## THE PROBLEM:
List each line of the records that contains the word "hull". Case counts.
═════ INPUT ═════
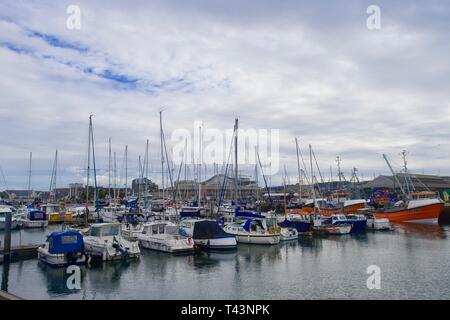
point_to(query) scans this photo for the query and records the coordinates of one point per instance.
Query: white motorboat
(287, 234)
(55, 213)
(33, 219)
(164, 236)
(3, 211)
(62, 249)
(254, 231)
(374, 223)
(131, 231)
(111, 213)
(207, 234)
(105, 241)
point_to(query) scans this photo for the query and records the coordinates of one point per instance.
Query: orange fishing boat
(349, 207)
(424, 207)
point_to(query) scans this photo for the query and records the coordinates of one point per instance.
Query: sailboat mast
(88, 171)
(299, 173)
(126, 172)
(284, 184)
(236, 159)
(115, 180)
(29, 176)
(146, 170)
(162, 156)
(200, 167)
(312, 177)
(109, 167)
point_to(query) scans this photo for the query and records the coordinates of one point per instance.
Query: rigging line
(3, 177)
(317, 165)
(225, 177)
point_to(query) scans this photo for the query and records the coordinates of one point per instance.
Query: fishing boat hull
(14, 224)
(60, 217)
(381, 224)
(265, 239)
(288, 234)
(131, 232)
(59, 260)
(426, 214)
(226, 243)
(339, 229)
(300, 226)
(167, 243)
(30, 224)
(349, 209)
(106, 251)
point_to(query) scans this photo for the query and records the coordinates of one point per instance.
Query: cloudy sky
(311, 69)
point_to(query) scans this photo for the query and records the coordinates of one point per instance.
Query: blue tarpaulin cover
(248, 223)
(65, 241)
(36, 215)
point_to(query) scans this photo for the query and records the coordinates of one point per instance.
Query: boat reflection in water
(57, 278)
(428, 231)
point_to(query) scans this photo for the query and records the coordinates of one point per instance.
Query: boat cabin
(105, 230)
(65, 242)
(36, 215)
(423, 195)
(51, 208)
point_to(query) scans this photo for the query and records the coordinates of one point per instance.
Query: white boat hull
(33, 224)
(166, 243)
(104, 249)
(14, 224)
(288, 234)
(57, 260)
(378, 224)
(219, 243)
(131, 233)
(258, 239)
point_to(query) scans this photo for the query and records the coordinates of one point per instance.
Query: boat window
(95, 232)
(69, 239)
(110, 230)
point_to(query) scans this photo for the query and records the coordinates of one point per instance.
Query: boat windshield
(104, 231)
═════
═════ INPUT ═════
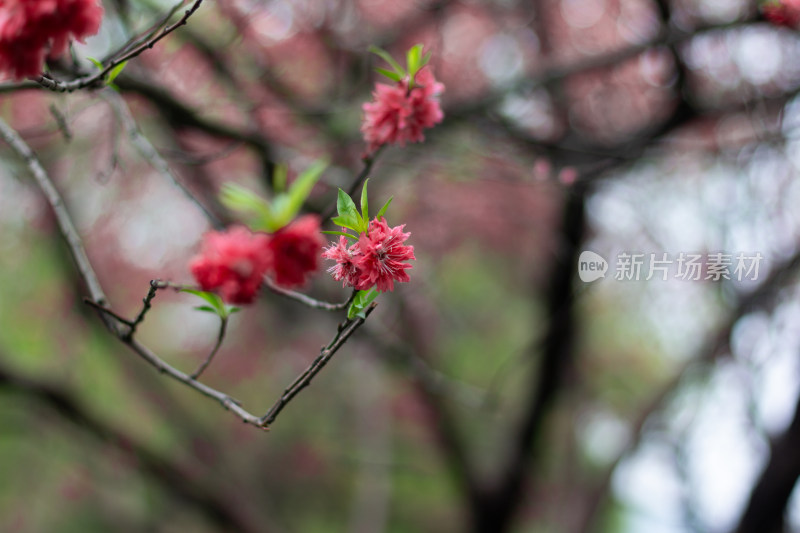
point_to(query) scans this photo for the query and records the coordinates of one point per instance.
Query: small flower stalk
═════
═════ INPUT ═════
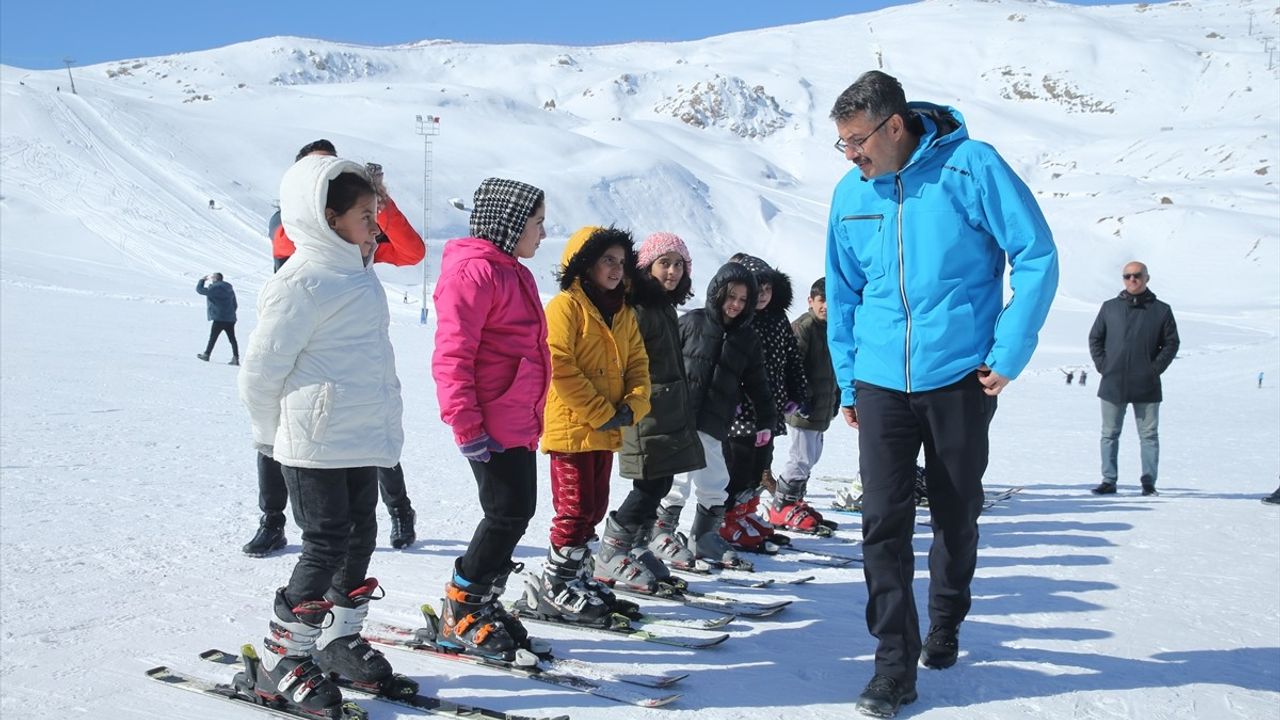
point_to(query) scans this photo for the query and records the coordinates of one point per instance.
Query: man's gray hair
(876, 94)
═════
## WRITTEN RESPONSE:
Query: fishing boat hull
Query: white boat hull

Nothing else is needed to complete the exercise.